PROBLEM DESCRIPTION: Copy the lines of the records from the one containing "Localize fingers. Express" through the end, keeping the request lines as they are and multiplying each box coordinate in the answers by 1.65, then round to whole numbers with halves going up.

--- STORED ROWS ---

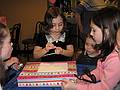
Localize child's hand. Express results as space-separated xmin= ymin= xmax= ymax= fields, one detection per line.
xmin=62 ymin=80 xmax=77 ymax=90
xmin=55 ymin=47 xmax=63 ymax=54
xmin=45 ymin=42 xmax=56 ymax=51
xmin=5 ymin=57 xmax=19 ymax=67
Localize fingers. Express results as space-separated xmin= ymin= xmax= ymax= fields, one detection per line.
xmin=55 ymin=47 xmax=63 ymax=54
xmin=45 ymin=42 xmax=56 ymax=51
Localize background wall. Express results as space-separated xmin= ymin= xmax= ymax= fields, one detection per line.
xmin=0 ymin=0 xmax=47 ymax=47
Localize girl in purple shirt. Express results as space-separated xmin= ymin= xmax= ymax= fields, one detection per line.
xmin=63 ymin=7 xmax=120 ymax=90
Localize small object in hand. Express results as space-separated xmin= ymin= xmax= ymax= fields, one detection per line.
xmin=18 ymin=63 xmax=23 ymax=69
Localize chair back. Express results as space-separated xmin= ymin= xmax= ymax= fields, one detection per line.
xmin=33 ymin=21 xmax=43 ymax=41
xmin=10 ymin=23 xmax=21 ymax=49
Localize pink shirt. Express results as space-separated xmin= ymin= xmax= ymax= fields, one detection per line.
xmin=77 ymin=47 xmax=120 ymax=90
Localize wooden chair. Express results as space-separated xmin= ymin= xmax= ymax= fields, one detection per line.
xmin=22 ymin=21 xmax=42 ymax=61
xmin=10 ymin=23 xmax=21 ymax=56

---

EXERCISE RESULT:
Localize fingers. Express results as space-separated xmin= ymin= xmax= ymax= fields, one detection per line.
xmin=91 ymin=78 xmax=104 ymax=89
xmin=74 ymin=69 xmax=92 ymax=84
Localize background wall. Express results as space-separated xmin= ymin= xmax= ymax= fields, one detection per line.
xmin=0 ymin=0 xmax=78 ymax=78
Localize girl in purple shirt. Express results as space-separated xmin= ymin= xmax= ymax= fields, one detection per line.
xmin=104 ymin=12 xmax=198 ymax=149
Localize small object in hand. Express results as space-separated xmin= ymin= xmax= ymax= fields, one detection per line.
xmin=30 ymin=104 xmax=38 ymax=114
Localize chair back. Express results as space-separated xmin= ymin= xmax= ymax= fields, one detection per line.
xmin=54 ymin=35 xmax=71 ymax=68
xmin=17 ymin=38 xmax=35 ymax=81
Localize pink shirt. Express results as space-separated xmin= ymin= xmax= ymax= fields, one detection per line.
xmin=127 ymin=78 xmax=198 ymax=149
Localize wooden chair. Express results as space-separated xmin= ymin= xmax= ymax= fields, one detection per line.
xmin=36 ymin=35 xmax=69 ymax=101
xmin=17 ymin=38 xmax=35 ymax=92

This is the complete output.